WHAT IS BEING ASKED. Gather every line below that contains the string "white", and list those lines.
--- Begin EXERCISE INPUT ---
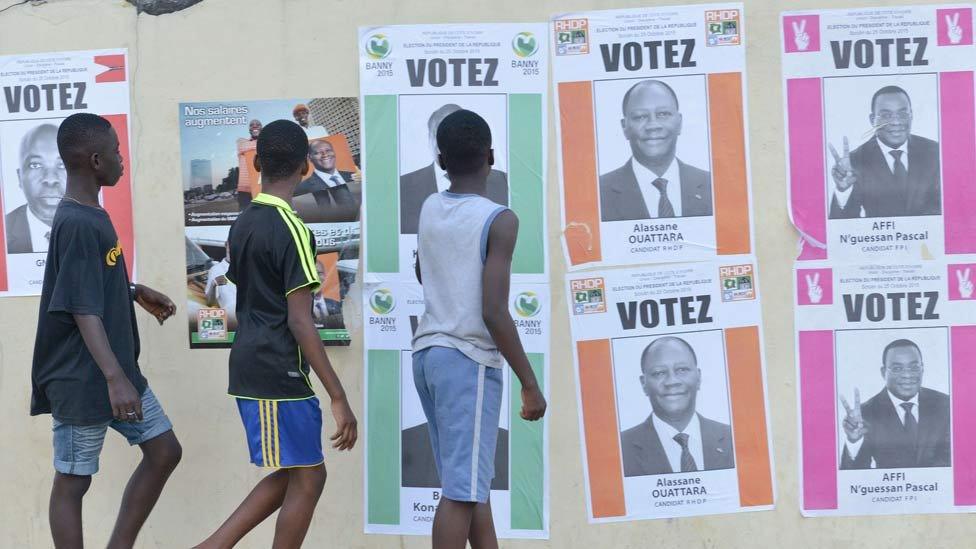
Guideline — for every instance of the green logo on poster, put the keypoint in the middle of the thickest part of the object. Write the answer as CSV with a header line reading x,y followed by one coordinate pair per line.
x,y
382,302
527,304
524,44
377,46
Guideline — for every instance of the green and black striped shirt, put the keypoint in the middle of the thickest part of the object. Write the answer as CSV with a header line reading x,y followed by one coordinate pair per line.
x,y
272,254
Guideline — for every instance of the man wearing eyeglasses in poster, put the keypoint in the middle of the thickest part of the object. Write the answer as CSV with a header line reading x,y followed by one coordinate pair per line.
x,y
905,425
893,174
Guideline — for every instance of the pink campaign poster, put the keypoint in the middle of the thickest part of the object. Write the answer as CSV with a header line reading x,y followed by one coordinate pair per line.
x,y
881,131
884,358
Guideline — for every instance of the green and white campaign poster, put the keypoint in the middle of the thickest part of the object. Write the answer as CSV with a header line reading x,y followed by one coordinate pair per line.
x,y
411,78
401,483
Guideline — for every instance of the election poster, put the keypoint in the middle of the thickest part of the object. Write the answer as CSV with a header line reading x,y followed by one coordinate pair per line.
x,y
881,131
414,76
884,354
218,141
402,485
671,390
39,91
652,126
--- End EXERCISE INPUT ---
--- Begin EXERCISE INPUT ---
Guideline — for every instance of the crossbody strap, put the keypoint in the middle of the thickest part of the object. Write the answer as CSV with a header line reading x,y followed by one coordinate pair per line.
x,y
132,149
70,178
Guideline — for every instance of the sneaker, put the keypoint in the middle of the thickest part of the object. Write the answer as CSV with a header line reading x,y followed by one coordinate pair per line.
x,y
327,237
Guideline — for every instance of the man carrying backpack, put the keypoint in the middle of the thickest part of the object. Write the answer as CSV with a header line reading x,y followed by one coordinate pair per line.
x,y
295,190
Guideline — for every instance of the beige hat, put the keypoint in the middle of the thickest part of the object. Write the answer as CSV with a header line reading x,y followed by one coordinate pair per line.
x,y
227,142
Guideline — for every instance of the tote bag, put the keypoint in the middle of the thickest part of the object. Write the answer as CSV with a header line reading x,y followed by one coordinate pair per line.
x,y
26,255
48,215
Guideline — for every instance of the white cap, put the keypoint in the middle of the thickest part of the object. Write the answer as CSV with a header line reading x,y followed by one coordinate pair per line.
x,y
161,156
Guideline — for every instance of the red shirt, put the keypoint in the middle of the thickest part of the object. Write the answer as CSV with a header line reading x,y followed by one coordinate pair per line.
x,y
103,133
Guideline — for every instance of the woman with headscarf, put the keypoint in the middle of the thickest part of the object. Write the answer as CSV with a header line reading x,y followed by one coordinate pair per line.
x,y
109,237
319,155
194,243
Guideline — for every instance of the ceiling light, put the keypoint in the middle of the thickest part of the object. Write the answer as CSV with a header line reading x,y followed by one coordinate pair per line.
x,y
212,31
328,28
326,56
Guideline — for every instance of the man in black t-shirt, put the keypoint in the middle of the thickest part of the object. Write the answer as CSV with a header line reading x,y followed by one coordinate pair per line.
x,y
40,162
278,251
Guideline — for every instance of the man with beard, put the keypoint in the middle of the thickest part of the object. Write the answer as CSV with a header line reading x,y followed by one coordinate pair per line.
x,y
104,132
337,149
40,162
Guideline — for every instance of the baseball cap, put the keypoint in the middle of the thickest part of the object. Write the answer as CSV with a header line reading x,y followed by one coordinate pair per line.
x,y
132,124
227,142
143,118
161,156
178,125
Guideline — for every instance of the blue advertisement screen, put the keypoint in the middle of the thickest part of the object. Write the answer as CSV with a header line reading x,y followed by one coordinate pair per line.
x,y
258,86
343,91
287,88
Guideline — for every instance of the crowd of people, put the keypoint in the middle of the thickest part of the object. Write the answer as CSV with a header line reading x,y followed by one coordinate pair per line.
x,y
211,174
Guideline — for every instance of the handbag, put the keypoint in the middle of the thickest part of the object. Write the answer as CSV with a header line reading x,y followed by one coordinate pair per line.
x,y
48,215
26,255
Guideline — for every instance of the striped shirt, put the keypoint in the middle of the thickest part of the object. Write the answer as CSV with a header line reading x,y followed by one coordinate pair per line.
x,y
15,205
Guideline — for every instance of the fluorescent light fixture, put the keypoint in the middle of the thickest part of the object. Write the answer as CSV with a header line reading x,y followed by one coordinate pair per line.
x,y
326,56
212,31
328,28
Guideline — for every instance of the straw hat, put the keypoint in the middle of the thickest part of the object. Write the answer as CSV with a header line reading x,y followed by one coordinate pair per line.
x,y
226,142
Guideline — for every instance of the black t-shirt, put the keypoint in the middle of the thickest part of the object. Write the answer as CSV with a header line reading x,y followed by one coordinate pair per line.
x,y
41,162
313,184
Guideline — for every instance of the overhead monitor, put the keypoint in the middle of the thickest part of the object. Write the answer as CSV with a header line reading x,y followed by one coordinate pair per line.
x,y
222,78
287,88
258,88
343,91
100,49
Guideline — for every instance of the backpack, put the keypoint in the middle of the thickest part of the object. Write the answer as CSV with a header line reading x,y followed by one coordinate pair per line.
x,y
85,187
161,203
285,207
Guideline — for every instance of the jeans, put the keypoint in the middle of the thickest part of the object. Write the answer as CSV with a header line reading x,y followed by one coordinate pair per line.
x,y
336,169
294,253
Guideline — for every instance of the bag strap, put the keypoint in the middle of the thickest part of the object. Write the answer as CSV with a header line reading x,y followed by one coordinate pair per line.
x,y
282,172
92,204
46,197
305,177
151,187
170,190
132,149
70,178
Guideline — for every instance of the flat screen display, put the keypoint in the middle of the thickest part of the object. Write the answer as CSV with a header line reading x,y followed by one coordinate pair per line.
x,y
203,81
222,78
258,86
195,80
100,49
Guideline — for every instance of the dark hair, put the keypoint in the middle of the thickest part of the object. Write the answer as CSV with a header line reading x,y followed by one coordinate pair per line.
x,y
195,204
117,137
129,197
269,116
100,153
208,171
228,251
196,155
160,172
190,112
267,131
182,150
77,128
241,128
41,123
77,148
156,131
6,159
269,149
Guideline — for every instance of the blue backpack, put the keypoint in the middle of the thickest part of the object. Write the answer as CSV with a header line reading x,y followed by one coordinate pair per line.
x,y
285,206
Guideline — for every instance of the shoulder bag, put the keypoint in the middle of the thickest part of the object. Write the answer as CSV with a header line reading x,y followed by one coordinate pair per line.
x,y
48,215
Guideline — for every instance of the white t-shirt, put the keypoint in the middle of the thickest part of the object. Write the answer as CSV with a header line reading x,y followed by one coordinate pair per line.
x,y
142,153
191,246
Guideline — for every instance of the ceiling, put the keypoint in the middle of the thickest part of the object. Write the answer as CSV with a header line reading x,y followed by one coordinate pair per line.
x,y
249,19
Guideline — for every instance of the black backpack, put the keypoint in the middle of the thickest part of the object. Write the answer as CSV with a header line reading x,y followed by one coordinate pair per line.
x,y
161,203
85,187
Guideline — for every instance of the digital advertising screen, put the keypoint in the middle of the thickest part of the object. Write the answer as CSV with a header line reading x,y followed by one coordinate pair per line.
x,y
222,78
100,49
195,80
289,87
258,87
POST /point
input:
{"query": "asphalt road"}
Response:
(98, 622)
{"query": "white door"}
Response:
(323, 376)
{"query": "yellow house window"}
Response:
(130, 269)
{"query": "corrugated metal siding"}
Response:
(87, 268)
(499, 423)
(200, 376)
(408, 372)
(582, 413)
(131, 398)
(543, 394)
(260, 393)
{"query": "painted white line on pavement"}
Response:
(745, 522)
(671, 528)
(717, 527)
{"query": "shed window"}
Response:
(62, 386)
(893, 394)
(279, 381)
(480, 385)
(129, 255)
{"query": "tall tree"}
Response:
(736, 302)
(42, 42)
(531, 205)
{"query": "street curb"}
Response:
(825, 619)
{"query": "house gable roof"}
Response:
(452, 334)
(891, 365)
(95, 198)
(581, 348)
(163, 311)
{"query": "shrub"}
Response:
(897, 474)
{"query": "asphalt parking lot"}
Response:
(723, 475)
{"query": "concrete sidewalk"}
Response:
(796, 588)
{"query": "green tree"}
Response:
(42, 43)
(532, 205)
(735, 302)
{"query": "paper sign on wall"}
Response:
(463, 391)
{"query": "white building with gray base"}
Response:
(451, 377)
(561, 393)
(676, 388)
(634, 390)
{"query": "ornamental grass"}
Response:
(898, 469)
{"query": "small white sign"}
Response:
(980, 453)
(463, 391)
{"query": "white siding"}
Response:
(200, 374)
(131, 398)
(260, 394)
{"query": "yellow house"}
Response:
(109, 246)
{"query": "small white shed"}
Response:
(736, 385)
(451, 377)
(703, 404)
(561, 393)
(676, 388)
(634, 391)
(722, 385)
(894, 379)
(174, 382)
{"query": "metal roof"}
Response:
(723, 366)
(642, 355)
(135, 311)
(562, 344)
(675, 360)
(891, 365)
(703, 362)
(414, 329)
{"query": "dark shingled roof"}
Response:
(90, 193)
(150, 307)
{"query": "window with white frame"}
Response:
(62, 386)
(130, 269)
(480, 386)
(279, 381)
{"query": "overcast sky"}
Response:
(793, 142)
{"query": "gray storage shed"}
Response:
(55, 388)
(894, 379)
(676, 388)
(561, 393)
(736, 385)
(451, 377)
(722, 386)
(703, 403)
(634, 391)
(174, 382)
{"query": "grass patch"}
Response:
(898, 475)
--- End EXERCISE INPUT ---
--- Begin EXERCISE INPUT ---
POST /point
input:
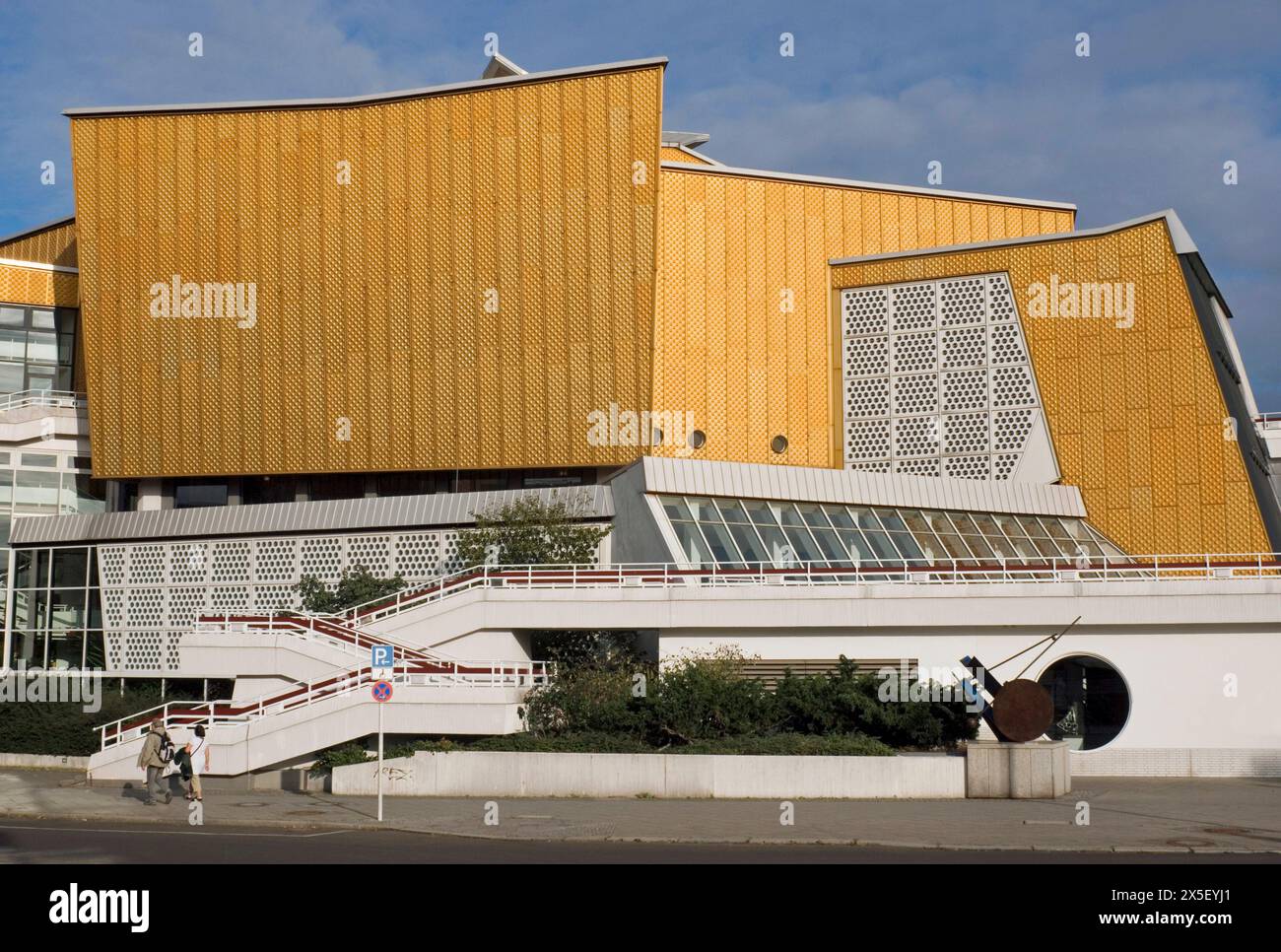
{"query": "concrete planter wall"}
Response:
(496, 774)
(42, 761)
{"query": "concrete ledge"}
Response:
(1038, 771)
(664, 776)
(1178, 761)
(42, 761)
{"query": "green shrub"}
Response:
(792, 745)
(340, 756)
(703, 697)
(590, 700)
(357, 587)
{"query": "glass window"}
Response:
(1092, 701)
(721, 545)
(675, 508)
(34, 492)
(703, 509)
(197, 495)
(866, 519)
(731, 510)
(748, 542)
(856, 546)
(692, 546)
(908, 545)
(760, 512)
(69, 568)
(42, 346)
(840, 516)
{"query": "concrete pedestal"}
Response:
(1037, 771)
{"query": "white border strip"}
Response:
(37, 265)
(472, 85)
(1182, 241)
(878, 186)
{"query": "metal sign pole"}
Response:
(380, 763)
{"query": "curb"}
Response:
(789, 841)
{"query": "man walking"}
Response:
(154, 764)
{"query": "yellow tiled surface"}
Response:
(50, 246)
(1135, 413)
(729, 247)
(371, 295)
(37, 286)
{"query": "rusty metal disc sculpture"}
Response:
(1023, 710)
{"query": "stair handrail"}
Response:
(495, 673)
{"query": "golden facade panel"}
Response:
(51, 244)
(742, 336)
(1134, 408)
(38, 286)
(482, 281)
--- End EXERCISE INPUT ---
SOLUTION TO THE PROBLEM.
Guideline — for every instance of the green and white campaign poster, put the keypoint in the middle of the thickest part of the object. Write the answer as CSV with a header line reading x,y followed by one coordinate pair per line.
Guideline — for every instance of the white cap, put the keypoint in the middle of the thickest part of the object. Write the answer as CSV with a header line reading x,y followed by one coordinate pair per line.
Guideline — for every instance of the white t-shirt, put the keypoint in the middle of the thickest part of the object. Write the answer as CSV with a header line reading x,y followed by one coordinate pair per line.
{"query": "white door"}
{"query": "painted white line on pavement"}
{"query": "white building with gray base"}
{"query": "small white sign"}
{"query": "white siding"}
{"query": "small white shed"}
{"query": "window with white frame"}
{"query": "white border strip"}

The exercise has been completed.